## START Available data

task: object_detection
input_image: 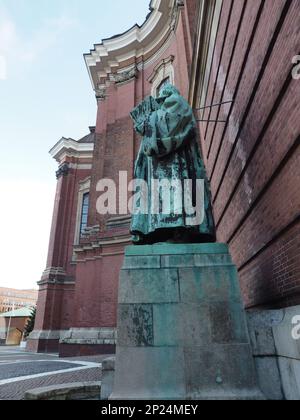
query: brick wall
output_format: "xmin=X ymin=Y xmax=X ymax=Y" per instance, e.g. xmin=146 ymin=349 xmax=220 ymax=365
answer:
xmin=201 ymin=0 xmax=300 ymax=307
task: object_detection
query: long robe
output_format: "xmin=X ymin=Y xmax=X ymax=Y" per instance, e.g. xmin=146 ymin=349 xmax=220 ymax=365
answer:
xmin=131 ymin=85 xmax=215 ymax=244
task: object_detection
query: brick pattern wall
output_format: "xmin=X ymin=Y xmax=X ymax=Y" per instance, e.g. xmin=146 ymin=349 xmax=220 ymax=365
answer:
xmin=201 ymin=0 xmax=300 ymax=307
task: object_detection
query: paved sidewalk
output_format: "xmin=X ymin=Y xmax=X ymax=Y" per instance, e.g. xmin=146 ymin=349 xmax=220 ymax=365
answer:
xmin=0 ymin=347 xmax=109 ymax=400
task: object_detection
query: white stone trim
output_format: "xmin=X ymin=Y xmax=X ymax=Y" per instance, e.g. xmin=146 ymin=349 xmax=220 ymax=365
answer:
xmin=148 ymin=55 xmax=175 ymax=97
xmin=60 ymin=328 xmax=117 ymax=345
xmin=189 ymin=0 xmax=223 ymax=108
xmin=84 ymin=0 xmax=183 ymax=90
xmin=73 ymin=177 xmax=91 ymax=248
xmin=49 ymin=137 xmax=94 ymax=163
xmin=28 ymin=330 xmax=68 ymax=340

## END Available data
## START Available data

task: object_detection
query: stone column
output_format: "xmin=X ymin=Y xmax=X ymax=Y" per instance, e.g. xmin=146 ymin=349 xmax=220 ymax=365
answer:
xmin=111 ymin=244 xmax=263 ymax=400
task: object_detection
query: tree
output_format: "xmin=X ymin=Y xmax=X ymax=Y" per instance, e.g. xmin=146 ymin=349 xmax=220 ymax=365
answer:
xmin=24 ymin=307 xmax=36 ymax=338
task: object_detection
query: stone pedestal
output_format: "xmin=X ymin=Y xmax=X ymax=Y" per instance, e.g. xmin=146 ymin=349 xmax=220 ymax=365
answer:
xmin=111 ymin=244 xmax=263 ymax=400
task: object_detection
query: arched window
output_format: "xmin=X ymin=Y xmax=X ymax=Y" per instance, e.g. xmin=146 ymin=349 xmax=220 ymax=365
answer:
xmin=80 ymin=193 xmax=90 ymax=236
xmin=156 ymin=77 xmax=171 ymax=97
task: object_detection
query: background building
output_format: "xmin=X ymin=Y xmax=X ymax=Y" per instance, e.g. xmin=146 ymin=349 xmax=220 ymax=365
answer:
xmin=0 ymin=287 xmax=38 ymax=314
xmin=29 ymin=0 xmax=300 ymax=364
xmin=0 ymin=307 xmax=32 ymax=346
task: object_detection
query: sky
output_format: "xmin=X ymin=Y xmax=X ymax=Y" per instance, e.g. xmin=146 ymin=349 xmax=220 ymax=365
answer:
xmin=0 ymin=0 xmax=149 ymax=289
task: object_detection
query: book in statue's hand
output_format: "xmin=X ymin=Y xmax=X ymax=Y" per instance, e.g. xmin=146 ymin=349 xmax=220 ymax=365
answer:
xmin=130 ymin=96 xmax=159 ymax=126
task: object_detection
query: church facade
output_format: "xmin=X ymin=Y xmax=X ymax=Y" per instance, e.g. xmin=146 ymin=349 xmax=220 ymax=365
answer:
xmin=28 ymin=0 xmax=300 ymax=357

## END Available data

Work to be completed = Find every line in the items above that contains the word "wall", matching case exactly, and copy each of those lines.

Solution to this exercise =
query: brick wall
query: brick pattern wall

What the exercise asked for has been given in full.